**TASK BRIEF:** Render every line of the entries as a Markdown table with the columns "Row" and "Line," giving each line its own numbered row and skipping blank lines. Leave the pictures out.
----- SUPPLIED INFORMATION -----
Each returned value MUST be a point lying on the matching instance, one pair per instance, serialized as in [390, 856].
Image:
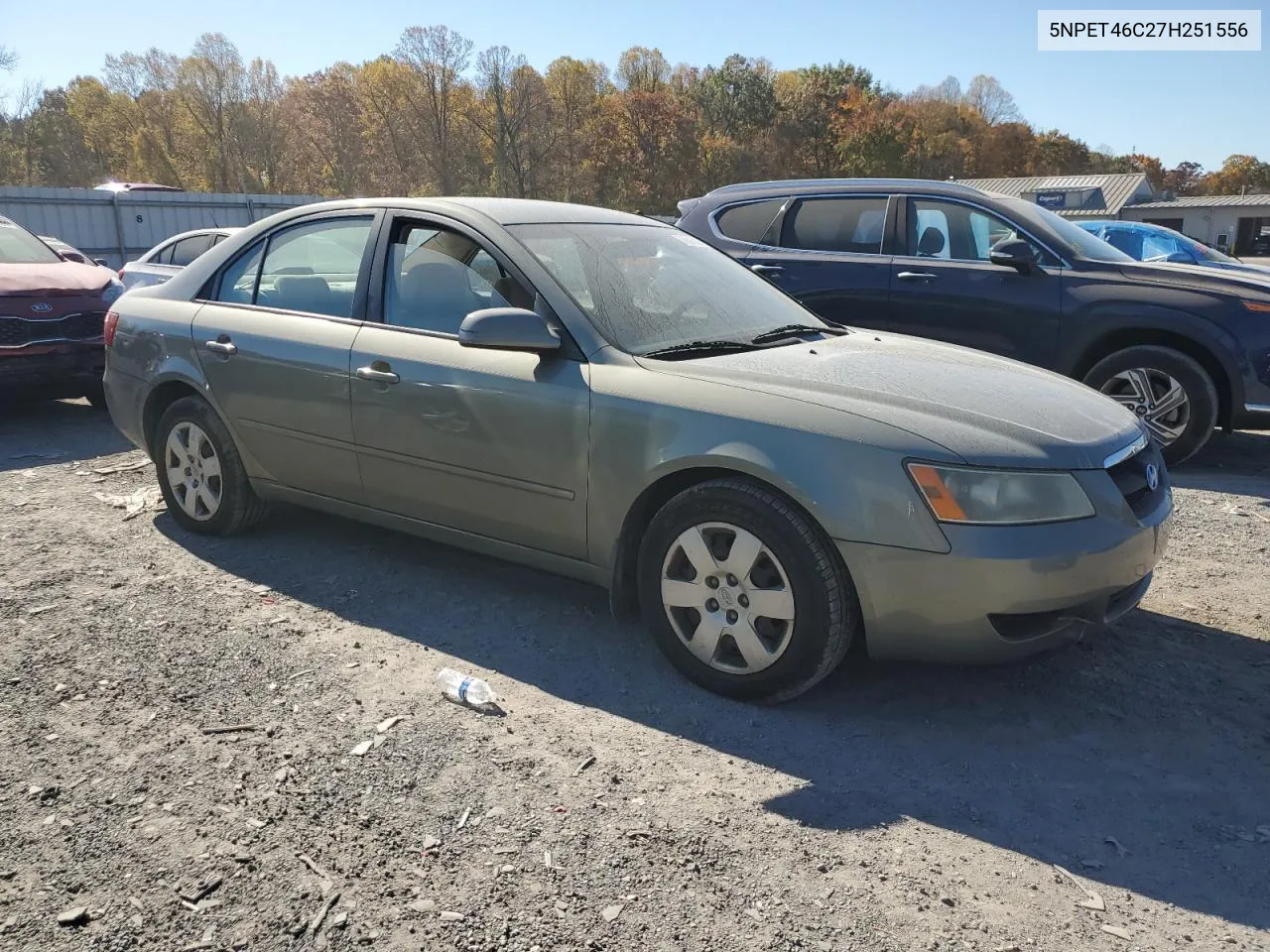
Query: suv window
[749, 222]
[955, 231]
[310, 268]
[189, 249]
[846, 223]
[437, 277]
-----
**RESULT OF THIS EXERCISE:**
| Row | Line |
|---|---|
| 1 | Each returned value MUST be a point lying on the matching instance, one pair per instance, serialized as in [390, 856]. |
| 2 | Image: |
| 3 | Query: suv window |
| 4 | [749, 222] |
| 5 | [955, 231] |
| 6 | [310, 268] |
| 7 | [189, 249] |
| 8 | [846, 223] |
| 9 | [437, 277] |